→ **Исходный текст**:
Поэтому человек, который хочет влиять на решения правительств, организаций и компаний, должен научиться говорить с помощью чисел. Эксперты стараются перевести в цифры даже абстрактные идеи, такие как «бедность», «счастье» и «честность» («за чертой бедности», «уровни субъективного благополучия», «кредит-рейтинг»). Целые пласты знаний, такие как физика или инженерное дело, уже потеряли какую-либо связь с естественным языком и существуют исключительно на математическом языке. С переходом власти от человека к компьютерным алгоритмам математика станет еще важнее, так как алгоритмы не пользуются русским или английским языком – они пользуются числами.

– В чем вы видите формулу счастья для HomoDeus? Станет ли этот вид человека счастливее нас, ныне живущих?

– Сила, которую мы приобретем, включая возможность изменять наши собственные тела и мозги, не обязательно сделает нас счастливее. Возможно, мы превратимся в разочарованных богов. Как я уже говорил ранее, типичная реакция человека на очередной успех и какую-то радость – это не удовольствие, а завышенные ожидания. Поэтому все замечательные достижения XXI века, возможно, только увеличат нашу жажду.

→ **Что нужно сделать**: Дословно выпишите из исходного текста выше всё, начиная со слов «Поэтому человек, который» и до слов «они пользуются числами.» включительно.

→ **Данные для анализа**:

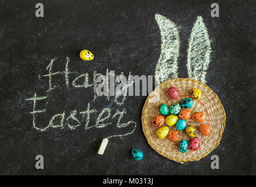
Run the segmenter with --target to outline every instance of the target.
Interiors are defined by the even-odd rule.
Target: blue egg
[[[132,151],[132,154],[133,155],[133,158],[136,160],[141,160],[143,158],[143,153],[142,151],[139,148],[134,148]]]
[[[186,127],[186,121],[183,119],[179,119],[177,122],[176,122],[175,127],[178,130],[181,130]]]
[[[179,141],[178,148],[181,153],[186,153],[188,149],[188,141],[185,140],[182,140]]]
[[[185,98],[181,102],[181,107],[184,109],[188,109],[193,105],[193,101],[191,98]]]
[[[172,115],[177,115],[181,111],[181,105],[178,103],[175,103],[169,107],[169,113]]]

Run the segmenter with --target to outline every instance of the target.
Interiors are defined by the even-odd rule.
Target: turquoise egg
[[[181,153],[186,153],[188,149],[188,141],[185,140],[182,140],[179,141],[178,148]]]
[[[133,158],[136,160],[141,160],[143,158],[143,153],[142,151],[139,148],[134,148],[132,151],[132,154]]]
[[[158,111],[162,115],[168,115],[169,114],[169,108],[165,104],[160,104],[158,106]]]
[[[179,119],[175,124],[175,127],[178,130],[181,130],[186,127],[186,121],[183,119]]]
[[[177,115],[181,111],[181,107],[179,103],[176,103],[169,107],[169,113],[172,115]]]
[[[188,109],[193,105],[193,101],[191,98],[185,98],[181,102],[181,107],[184,109]]]

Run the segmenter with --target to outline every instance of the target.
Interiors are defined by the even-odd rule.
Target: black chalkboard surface
[[[256,4],[217,1],[36,1],[0,2],[0,174],[255,174]],[[220,145],[181,164],[148,144],[141,114],[147,96],[99,96],[95,79],[154,75],[161,54],[159,15],[177,25],[178,77],[188,77],[188,49],[200,16],[210,41],[206,84],[225,109]],[[94,59],[79,58],[82,49]],[[205,61],[203,61],[205,62]],[[141,94],[141,93],[140,93]],[[103,138],[109,142],[97,154]],[[137,147],[140,161],[132,157]],[[44,169],[35,167],[44,158]],[[211,168],[211,157],[219,169]]]

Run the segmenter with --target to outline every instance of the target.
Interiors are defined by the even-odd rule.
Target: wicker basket
[[[167,89],[171,86],[178,89],[179,94],[178,99],[172,99],[168,95]],[[155,132],[158,128],[152,126],[151,121],[160,114],[158,111],[160,104],[164,103],[169,106],[175,102],[180,103],[183,99],[190,96],[190,91],[193,88],[199,89],[202,96],[199,101],[194,101],[193,106],[189,109],[192,113],[205,113],[206,119],[203,123],[198,123],[190,119],[186,120],[186,124],[193,125],[198,130],[200,124],[207,123],[212,129],[212,133],[208,136],[203,136],[198,131],[197,137],[200,139],[199,149],[196,151],[188,150],[186,153],[181,153],[178,150],[178,141],[173,142],[167,137],[164,139],[157,137]],[[218,96],[209,87],[195,79],[177,78],[163,82],[148,95],[143,109],[141,120],[144,134],[150,146],[164,157],[184,164],[185,162],[199,160],[219,145],[225,127],[226,113]],[[176,130],[175,125],[169,128],[170,130]],[[179,131],[179,140],[185,139],[189,142],[192,138],[186,134],[185,130]]]

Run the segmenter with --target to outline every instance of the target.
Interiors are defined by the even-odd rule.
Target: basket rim
[[[149,136],[147,135],[147,133],[145,131],[145,122],[143,118],[143,116],[144,116],[144,113],[145,113],[145,110],[146,109],[146,106],[148,104],[148,101],[149,99],[151,98],[152,97],[151,95],[150,95],[151,94],[151,93],[154,92],[154,91],[156,89],[159,89],[160,88],[161,88],[162,86],[165,85],[166,84],[170,84],[171,82],[175,82],[175,81],[192,81],[192,82],[198,82],[199,84],[200,84],[203,86],[204,86],[205,88],[206,88],[207,90],[209,90],[209,91],[210,91],[213,95],[214,95],[215,98],[217,99],[219,105],[220,105],[220,109],[222,109],[222,116],[223,116],[223,123],[222,124],[222,126],[221,126],[221,129],[220,129],[220,134],[219,134],[219,137],[218,138],[216,142],[216,143],[209,149],[209,151],[207,151],[206,153],[203,154],[203,155],[195,158],[194,159],[189,159],[189,160],[179,160],[179,159],[177,159],[175,158],[173,158],[169,155],[168,155],[167,154],[162,154],[162,153],[160,153],[157,149],[156,148],[156,147],[155,147],[154,144],[153,143],[152,141],[150,140],[150,138],[149,138]],[[207,86],[206,85],[205,85],[203,83],[202,83],[200,81],[198,81],[198,80],[196,80],[195,79],[193,78],[174,78],[174,79],[171,79],[169,80],[167,80],[162,83],[161,83],[161,84],[160,84],[158,86],[157,86],[154,91],[152,91],[152,92],[150,93],[148,96],[147,96],[145,103],[144,104],[143,106],[143,108],[142,110],[142,115],[141,115],[141,124],[142,124],[142,129],[144,133],[144,134],[145,135],[147,141],[148,141],[148,143],[149,144],[149,145],[151,147],[152,147],[156,152],[160,154],[161,154],[161,155],[172,160],[177,162],[179,162],[181,164],[184,164],[184,162],[189,162],[189,161],[198,161],[200,160],[200,159],[203,158],[203,157],[206,157],[206,155],[207,155],[209,154],[210,154],[215,148],[216,148],[219,144],[220,144],[220,140],[222,136],[222,134],[223,133],[224,129],[225,129],[225,126],[226,126],[226,112],[225,110],[224,109],[224,107],[222,105],[220,99],[219,98],[219,97],[217,96],[217,94],[213,92],[210,88],[210,87],[209,87],[208,86]]]

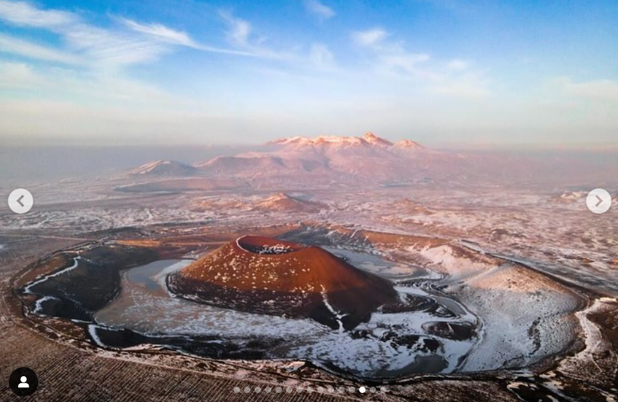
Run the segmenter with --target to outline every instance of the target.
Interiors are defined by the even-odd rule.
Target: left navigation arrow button
[[[25,188],[13,190],[8,196],[8,207],[15,214],[25,214],[33,204],[32,194]]]

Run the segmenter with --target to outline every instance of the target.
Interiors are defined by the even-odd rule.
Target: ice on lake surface
[[[378,263],[377,260],[371,260]],[[476,323],[474,315],[450,299],[447,308],[458,313],[452,317],[427,311],[377,312],[368,322],[340,332],[310,319],[243,313],[175,297],[167,290],[165,277],[191,262],[157,261],[124,271],[120,295],[96,312],[96,322],[149,335],[214,336],[239,345],[255,338],[279,340],[276,348],[267,351],[268,357],[308,360],[370,378],[453,371],[476,342],[474,337],[462,341],[439,338],[423,329],[423,324],[436,321]],[[418,288],[396,289],[402,297],[409,294],[435,299]],[[395,334],[407,342],[394,339]],[[430,343],[435,347],[428,348]]]

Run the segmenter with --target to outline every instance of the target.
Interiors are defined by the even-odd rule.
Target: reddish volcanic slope
[[[169,290],[242,311],[310,318],[350,329],[380,306],[396,302],[391,284],[328,251],[246,236],[170,274]]]

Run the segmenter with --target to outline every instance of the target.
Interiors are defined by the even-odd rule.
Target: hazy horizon
[[[617,21],[606,0],[0,0],[0,144],[615,147]]]

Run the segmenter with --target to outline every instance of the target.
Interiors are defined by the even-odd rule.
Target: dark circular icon
[[[38,387],[38,377],[36,373],[27,367],[20,367],[10,373],[8,386],[18,396],[32,395]]]

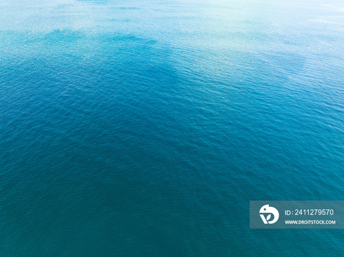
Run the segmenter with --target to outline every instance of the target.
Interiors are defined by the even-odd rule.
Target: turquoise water
[[[321,256],[249,201],[344,200],[341,1],[0,2],[0,256]]]

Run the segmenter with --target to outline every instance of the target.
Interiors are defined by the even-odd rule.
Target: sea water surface
[[[342,1],[0,2],[1,256],[340,255],[249,209],[344,163]]]

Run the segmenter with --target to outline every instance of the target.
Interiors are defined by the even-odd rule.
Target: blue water
[[[249,201],[344,200],[344,3],[2,0],[0,256],[323,256]]]

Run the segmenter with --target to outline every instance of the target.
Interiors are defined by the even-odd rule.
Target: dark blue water
[[[1,256],[321,256],[250,200],[344,200],[341,1],[0,2]]]

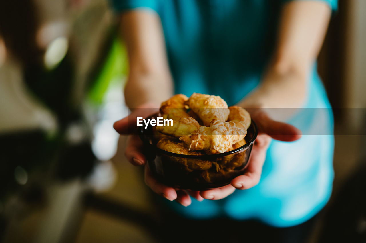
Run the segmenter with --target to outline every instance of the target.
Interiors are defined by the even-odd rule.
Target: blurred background
[[[339,9],[318,60],[334,190],[309,242],[366,242],[366,1]],[[128,112],[118,27],[107,0],[0,3],[0,242],[158,242],[149,189],[112,127]]]

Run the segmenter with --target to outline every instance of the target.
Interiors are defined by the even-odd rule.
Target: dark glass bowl
[[[156,119],[157,114],[147,119]],[[140,137],[143,143],[152,173],[164,184],[181,189],[202,190],[228,185],[243,174],[258,132],[252,120],[245,136],[246,143],[223,154],[188,155],[165,151],[156,147],[152,127],[141,127]]]

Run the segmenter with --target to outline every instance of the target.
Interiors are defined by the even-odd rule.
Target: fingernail
[[[243,187],[243,184],[235,184],[235,185],[234,185],[234,187],[238,189],[240,189],[240,188]]]
[[[142,162],[142,161],[140,159],[138,159],[135,158],[132,158],[132,159],[135,161],[135,163],[138,165],[142,165],[142,164],[143,164],[143,162]]]
[[[168,199],[169,201],[173,201],[173,199],[171,199],[169,198],[168,198],[168,196],[167,196],[166,195],[165,195],[165,194],[164,194],[164,193],[163,193],[161,195],[162,195],[162,196],[163,196],[163,197],[164,197],[165,198],[167,198],[167,199]]]

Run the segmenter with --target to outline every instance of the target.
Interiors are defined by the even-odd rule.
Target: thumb
[[[301,137],[302,132],[299,129],[292,125],[275,121],[263,111],[256,113],[252,118],[259,132],[266,134],[276,140],[292,142]]]
[[[146,104],[140,106],[127,116],[115,122],[113,128],[122,135],[136,133],[137,131],[136,123],[138,117],[145,118],[158,111],[159,109],[155,105]]]

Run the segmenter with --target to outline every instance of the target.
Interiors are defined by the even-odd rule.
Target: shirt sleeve
[[[149,9],[157,12],[157,0],[109,0],[112,9],[116,13],[138,8]]]
[[[306,0],[283,0],[284,3],[292,1],[306,1]],[[311,0],[313,1],[314,0]],[[319,2],[323,2],[328,4],[332,10],[336,11],[338,7],[338,0],[315,0]]]

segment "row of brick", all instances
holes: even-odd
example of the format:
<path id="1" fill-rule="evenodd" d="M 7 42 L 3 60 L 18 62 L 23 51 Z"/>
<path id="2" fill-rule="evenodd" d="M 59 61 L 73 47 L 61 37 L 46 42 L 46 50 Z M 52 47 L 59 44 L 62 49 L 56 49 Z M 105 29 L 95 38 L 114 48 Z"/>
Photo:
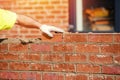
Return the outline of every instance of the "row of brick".
<path id="1" fill-rule="evenodd" d="M 74 73 L 0 72 L 1 80 L 120 80 L 119 76 Z"/>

→ **Ответ ниже**:
Поэтому человек, который хочет влиять на решения правительств, организаций и компаний, должен научиться говорить с помощью чисел. Эксперты стараются перевести в цифры даже абстрактные идеи, такие как «бедность», «счастье» и «честность» («за чертой бедности», «уровни субъективного благополучия», «кредит-рейтинг»). Целые пласты знаний, такие как физика или инженерное дело, уже потеряли какую-либо связь с естественным языком и существуют исключительно на математическом языке. С переходом власти от человека к компьютерным алгоритмам математика станет еще важнее, так как алгоритмы не пользуются русским или английским языком – они пользуются числами.